_Your tasks_
1. In the slide cube projector article, how many slides did one cube magazine hold?
2. Rewrite the slide cube projector passage from "The Slide Cube" to "in separate slots.", changing "Bell & Howell" to "the manufacturer".
3. Continue the article on the slide cube projector from where it stops.

_Text section_
= Slide cube projector =

The Slide Cube Projector is a slide projector and system, manufactured and marketed by Bell & Howell, which was introduced in 1970 and marketed through the 1980s. The projector derived its name from its transparent cubical plastic slide storage magazine, approximately 5.5 cm in each dimension (a bit larger than a standard 135 film slide mount), that held 36 to 44 slides, depending on the mount thickness. The magazine used a sliding lid to hold the slides in place. Unlike competing systems which used straight tray or carousel magazines, the slides in a Slide Cube are stacked on top of each other rather than stored in separate slots.

The system consisted of Slide Cubes and a projector designed to use them. Bell & Howell subsequently introduced a Slide Cube Projector II, with revised features, before discontinuing the system in the 1980s. Although Slide Cube Projectors are no longer manufactured, as of 2024 cubes, bulbs, a few replacement parts, and complete used projectors are available on the second-hand market.

_Data shown_
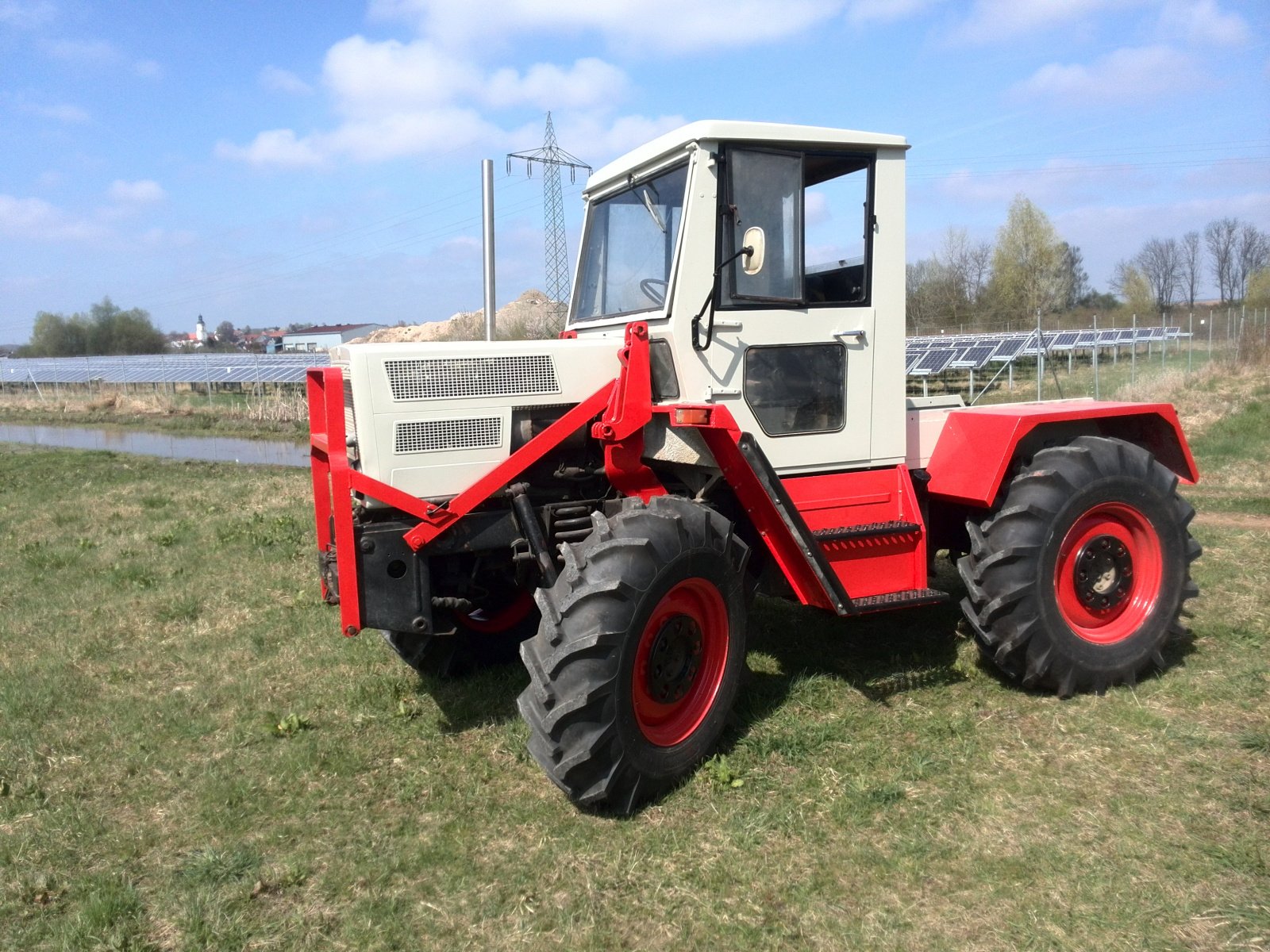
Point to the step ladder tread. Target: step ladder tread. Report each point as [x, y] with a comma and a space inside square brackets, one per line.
[869, 530]
[901, 600]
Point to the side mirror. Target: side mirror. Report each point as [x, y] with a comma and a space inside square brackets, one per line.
[755, 248]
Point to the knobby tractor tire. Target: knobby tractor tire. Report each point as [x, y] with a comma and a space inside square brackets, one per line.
[1077, 581]
[639, 654]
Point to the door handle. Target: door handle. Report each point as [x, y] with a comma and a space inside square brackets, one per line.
[859, 334]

_Expected results_
1. 36 to 44 slides, depending on the mount thickness.

2.
The Slide Cube Projector is a slide projector and system, manufactured and marketed by the manufacturer, which was introduced in 1970 and marketed through the 1980s. The projector derived its name from its transparent cubical plastic slide storage magazine, approximately 5.5 cm in each dimension (a bit larger than a standard 135 film slide mount), that held 36 to 44 slides, depending on the mount thickness. The magazine used a sliding lid to hold the slides in place. Unlike competing systems which used straight tray or carousel magazines, the slides in a Slide Cube are stacked on top of each other rather than stored in separate slots.

3.
==Design and operation==
When a cube is placed on the slide projector in the PRE-LOAD position, then slid into the LOAD position, its lid opens. As the advance trigger is activated, a sequence is initiated which starts by dropping a single slide into the slide advance mechanism, which uses a circular turntable with slide-size holes. The turntable has four distinct positions; in sequence, these are:
1. LOAD
2. PREVIEW
3. PROJECTION
4. RETURN
The turntable is thinner than a single slide, which allows just one slide at a time to drop from the cube into the LOAD position. The PREVIEW position allows the operator to check if the slide is loaded correctly before advancing into the PROJECTION position, where the image is projected onto the screen for viewing by the audience. The next position, RETURN, is available so the turntable can be reversed, allowing a slide in RETURN position to move back to PROJECTION, which gives the projector the capability to manually reverse the show by a single slide. After the RETURN position, the turntable finally rotates to the (RE)LOAD position, where the slide drops out of the turntable into a stack and another slide is taken from the cube. After the slides have been viewed, the operator presses a lever which lifts the slides back into the cube.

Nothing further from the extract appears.